» Data shown:
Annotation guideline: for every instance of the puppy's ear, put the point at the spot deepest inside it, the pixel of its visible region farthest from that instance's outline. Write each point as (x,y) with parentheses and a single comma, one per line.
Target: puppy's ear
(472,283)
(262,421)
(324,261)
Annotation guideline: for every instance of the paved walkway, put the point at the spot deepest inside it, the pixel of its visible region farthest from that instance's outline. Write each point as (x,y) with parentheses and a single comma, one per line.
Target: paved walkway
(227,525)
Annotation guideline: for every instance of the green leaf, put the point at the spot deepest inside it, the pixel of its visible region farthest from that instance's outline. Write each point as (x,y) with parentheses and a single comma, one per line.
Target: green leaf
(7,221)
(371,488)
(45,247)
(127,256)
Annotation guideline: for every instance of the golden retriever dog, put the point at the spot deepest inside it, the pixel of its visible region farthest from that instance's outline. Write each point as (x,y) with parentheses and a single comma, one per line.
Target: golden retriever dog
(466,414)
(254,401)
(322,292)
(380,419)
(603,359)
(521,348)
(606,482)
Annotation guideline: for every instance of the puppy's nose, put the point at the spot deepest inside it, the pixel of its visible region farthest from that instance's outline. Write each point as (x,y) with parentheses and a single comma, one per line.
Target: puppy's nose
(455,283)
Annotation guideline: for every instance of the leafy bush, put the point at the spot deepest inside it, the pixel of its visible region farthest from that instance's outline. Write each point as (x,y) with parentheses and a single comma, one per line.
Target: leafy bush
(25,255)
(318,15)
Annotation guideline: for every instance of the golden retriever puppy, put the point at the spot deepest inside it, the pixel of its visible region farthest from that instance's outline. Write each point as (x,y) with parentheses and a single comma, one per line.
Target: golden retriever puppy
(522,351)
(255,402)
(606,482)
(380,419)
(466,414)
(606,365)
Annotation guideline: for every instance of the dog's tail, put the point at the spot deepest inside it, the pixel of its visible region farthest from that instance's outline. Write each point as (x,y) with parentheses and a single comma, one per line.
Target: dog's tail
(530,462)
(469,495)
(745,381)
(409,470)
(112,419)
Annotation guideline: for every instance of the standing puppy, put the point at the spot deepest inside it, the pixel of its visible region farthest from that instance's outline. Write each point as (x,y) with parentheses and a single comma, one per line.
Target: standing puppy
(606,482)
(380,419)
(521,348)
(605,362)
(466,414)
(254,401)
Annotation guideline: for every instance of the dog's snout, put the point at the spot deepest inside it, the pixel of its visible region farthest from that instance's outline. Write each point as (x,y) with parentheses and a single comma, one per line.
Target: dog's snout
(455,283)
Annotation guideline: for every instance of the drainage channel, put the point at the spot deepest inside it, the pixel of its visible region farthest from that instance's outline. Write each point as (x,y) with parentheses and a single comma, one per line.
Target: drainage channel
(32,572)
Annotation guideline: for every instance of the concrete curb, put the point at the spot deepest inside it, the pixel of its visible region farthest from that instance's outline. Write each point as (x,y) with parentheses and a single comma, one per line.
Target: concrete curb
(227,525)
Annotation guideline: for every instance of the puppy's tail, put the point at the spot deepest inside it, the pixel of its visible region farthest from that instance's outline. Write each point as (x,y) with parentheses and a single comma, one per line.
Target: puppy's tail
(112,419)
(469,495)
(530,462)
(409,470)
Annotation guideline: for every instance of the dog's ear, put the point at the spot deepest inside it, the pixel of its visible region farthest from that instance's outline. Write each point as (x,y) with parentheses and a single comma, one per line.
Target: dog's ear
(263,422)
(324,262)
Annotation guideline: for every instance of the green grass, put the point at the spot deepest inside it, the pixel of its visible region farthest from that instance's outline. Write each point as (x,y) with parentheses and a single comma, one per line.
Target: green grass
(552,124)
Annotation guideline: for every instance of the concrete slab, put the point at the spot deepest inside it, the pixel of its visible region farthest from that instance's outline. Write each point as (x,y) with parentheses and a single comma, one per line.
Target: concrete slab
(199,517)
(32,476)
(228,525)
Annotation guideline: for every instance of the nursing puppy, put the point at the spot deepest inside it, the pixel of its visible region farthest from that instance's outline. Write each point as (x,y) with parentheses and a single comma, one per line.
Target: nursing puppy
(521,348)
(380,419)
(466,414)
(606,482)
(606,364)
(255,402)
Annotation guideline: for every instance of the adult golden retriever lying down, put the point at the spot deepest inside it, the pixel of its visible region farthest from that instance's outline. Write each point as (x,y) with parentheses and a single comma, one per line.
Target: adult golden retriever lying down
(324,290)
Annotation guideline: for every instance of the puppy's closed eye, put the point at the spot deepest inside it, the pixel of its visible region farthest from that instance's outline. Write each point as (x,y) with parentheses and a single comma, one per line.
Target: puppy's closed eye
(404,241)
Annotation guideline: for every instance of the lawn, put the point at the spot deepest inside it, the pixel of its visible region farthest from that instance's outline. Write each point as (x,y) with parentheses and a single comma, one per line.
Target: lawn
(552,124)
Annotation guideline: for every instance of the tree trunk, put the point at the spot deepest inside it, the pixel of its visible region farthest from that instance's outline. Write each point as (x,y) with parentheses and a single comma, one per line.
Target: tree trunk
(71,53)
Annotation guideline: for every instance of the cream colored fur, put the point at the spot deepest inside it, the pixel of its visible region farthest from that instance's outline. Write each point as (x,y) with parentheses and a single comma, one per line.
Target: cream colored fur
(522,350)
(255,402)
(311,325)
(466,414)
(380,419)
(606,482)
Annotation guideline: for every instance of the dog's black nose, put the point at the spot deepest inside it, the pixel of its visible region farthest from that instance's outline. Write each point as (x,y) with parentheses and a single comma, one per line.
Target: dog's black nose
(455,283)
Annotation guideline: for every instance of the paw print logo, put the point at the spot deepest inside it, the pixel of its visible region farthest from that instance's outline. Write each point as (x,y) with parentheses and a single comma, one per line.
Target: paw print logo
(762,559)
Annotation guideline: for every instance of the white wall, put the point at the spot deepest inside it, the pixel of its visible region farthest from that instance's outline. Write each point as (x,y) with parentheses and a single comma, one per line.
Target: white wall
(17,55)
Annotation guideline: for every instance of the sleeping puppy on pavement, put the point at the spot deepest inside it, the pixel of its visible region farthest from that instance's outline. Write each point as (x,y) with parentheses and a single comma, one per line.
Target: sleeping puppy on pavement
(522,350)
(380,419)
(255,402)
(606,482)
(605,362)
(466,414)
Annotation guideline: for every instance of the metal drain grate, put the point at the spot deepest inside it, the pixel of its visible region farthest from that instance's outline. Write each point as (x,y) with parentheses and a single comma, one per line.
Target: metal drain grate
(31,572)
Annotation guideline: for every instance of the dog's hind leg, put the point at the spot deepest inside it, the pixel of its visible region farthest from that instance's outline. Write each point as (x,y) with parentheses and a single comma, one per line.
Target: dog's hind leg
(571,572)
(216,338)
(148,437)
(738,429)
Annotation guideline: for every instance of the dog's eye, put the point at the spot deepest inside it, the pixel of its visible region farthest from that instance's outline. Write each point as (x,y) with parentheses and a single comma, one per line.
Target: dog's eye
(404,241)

» Problem details:
From the first line to the last, restate the data above exactly.

» Result of this task:
Annotation guideline: for every instance of the puppy's ear, put the point at the spot deepest inside it, the pixel of its visible region farthest from that instance's outline. Write each point as (x,y) with parentheses and a single comma, one per line.
Target: puppy's ear
(472,283)
(262,421)
(324,261)
Annotation guideline: for every instance of the paved walkway, put the point at the spot deepest inside it, the pixel of its visible region farthest from that instance's outline. Write each point as (x,y) with parentheses and a single comma, one per line.
Target: paved walkway
(227,525)
Annotation guideline: for every instance of the green leaf, put the point at the spot deepest inside it, the pixel of its visible region farthest from that instance's outline. Write each point as (x,y) with parentheses and a single comma, one per line.
Target: green leaf
(7,221)
(371,488)
(45,247)
(127,256)
Annotation guideline: for every instance of the golden retriever dog, put the point at the spot deepest inside it, the pixel of its visible region farthest from that instance's outline. Write each point as (x,y) with parentheses and a single comma, one per line.
Target: golden retriever dog
(466,414)
(254,401)
(322,292)
(380,419)
(603,359)
(521,348)
(606,482)
Annotation guideline: for every instance of the puppy's nose, put the point at the spot deepest inside it, the pixel of its visible region farthest from that instance's outline. Write each point as (x,y) with parentheses and a single comma, one per line.
Target: puppy's nose
(455,283)
Annotation guideline: for every instance of the leafy bush, put the point at the spot deepest inside it, the pixel of its visible region farthest from that instance's outline. Write each point as (x,y) with parentheses and a single comma, one per line.
Target: leafy bush
(25,255)
(318,15)
Annotation guideline: for every instance of the golden retriever puppy, put the point at the spot deepest inside it, the pixel of its visible region farthest from that instance's outline. Write each point as (x,y) with parentheses and a single comma, one per line.
Target: golden retriever puppy
(522,351)
(255,402)
(606,482)
(380,419)
(466,414)
(606,365)
Annotation guideline: for every instance of the dog's tail, put the point at the spot deepest inside it, the pixel of its visible region farthest from that instance's outline. Write each point as (x,y) with parentheses and a single comma, one per line.
Target: dog's tail
(530,462)
(469,495)
(745,381)
(409,470)
(112,419)
Annotation guideline: for every instance of the standing puppy, put the point at the spot deepest inside it, the pixel of its visible region farthest from that instance's outline. Write each point as (x,y) with parentheses and a single comma, one per line.
Target: standing puppy
(606,482)
(380,419)
(521,348)
(605,362)
(466,414)
(254,401)
Annotation guideline: for every instance of the dog's snout, put the point at the spot deepest inside it, the pixel of its visible region farthest from that instance's outline. Write each point as (x,y) with parentheses and a single comma, one per line.
Target: dog's snout
(455,283)
Annotation guideline: for every instance of the drainage channel, put the point at the spot deepest inside it, the pixel of its visible region farthest from that instance's outline. Write each point as (x,y) with parentheses and a single comma, one per line.
Target: drainage channel
(32,572)
Annotation guideline: for every instance of the concrete curb, put the point at the spot deepest inside it, the pixel of its visible region farthest from that instance's outline. Write each point as (x,y) with parentheses and a single comma, one per line.
Target: concrete curb
(227,525)
Annotation guideline: for every instance of the puppy's tail, put the point at the spot deepest inside it, the pixel of its visible region farthest from that instance's outline. Write each point as (x,y) with parentheses and a single comma, one per line.
Target: puppy's tail
(112,419)
(469,495)
(530,462)
(409,470)
Annotation guideline: for every instance of the dog's ear, put the point at the spot deepest inside it, the pixel of its visible region farthest from that instance's outline. Write each point as (x,y) with parentheses and a single comma, one per line.
Target: dog's ear
(263,422)
(324,262)
Annotation guideline: for every instance of the green grass, put the point at the spot deepest inside it, the pixel of its visible region farthest from that instance's outline. Write each point as (x,y) with parentheses and a single comma, one per line.
Target: green grass
(552,124)
Annotation guideline: for every instance of the concrete slab, put the point at the spot deepest inside it, the pixel of its visible region farthest from that instance's outline. Write each point as (x,y) with parentheses and a single comma, one per line.
Target: concrete slab
(199,517)
(32,476)
(228,525)
Annotation guideline: for every instance of the nursing puppy, put the point at the spot deepest inside it, the pixel of its visible region farthest from that instance's outline. Write each point as (x,y) with parentheses and a single comma, one per line.
Target: nursing puppy
(521,348)
(380,419)
(466,414)
(606,482)
(606,364)
(255,402)
Annotation guideline: for every instance of the adult golden retriever lying down, put the point at the spot deepest inside it, the pixel of its visible region farthest from that instance's outline. Write each point as (x,y) with parentheses and a single comma, one per line.
Target: adult golden retriever lying down
(324,290)
Annotation guideline: for every instance of the puppy's closed eye, put the point at the spot deepest inside it, the pixel of its visible region farthest from that instance's outline. Write each point as (x,y) with parentheses and a single comma, one per line.
Target: puppy's closed eye
(404,241)
Annotation guideline: for every instance of the lawn, put the point at the spot deepest inside it, the pixel of its visible region farthest from that instance's outline. Write each point as (x,y) with parentheses and a single comma, one per line.
Target: lawn
(552,124)
Annotation guideline: for every instance of the tree trunk, put the point at the spot deepest inside it, the pixel of its visible region farthest from that instance's outline. Write each point as (x,y) with parentheses and a single comma, one per line.
Target: tree trunk
(71,53)
Annotation guideline: for every instance of the cream colored fur, put the point at the spot deepest inside it, the pixel of its visible region farthest from that instance's outline. Write each point as (x,y) with parentheses and a single comma, one per line.
Target: cream colored fur
(522,350)
(255,402)
(311,325)
(466,414)
(380,419)
(606,482)
Annotation guideline: for every instance of the dog's black nose, put the point at the spot deepest inside it, the pixel of its visible region farthest from that instance's outline. Write each point as (x,y) with parentheses and a single comma, one per line.
Target: dog's black nose
(455,283)
Annotation guideline: for every instance of the paw print logo, put the point at the spot deepest inside it, the pixel of its visible region farthest from that instance's outline. Write each point as (x,y) with parentheses and a single comma, one per line.
Target: paw print logo
(762,559)
Annotation guideline: for every instance of the white wall, put the point at the spot deepest inside it, the pixel of its visible region farthest from that instance's outline. Write each point as (x,y) with parentheses and a single comma, one per line.
Target: white wall
(17,55)
Annotation guideline: for every instance of the sleeping puppy on pavement, put the point at the spot deepest inside it, the pixel of its visible region farthest from that instance's outline. Write each point as (x,y) with parentheses and a single comma, one per line.
Target: sleeping puppy on pavement
(522,350)
(380,419)
(255,402)
(606,482)
(605,362)
(466,414)
Annotation guideline: for every instance of the metal drain grate, put the point at the spot deepest inside it, the pixel of its visible region farthest from that instance's outline. Write each point as (x,y) with parentheses and a single comma, one per line.
Target: metal drain grate
(31,572)
Annotation guideline: for every instance of the dog's hind leg, put the point at the spot deepest inside it, the pixel of its visible region farthest from that instance's outline. Write each point as (x,y) with parentheses and a single comma, one per line.
Target: dog's hind leg
(571,572)
(216,338)
(148,437)
(738,429)
Annotation guideline: for every instance of the dog's eye, put the point at the spot deepest inside it, the pixel of its visible region farthest from that instance's outline. Write each point as (x,y) with parentheses and a single comma, one per line.
Target: dog's eye
(404,241)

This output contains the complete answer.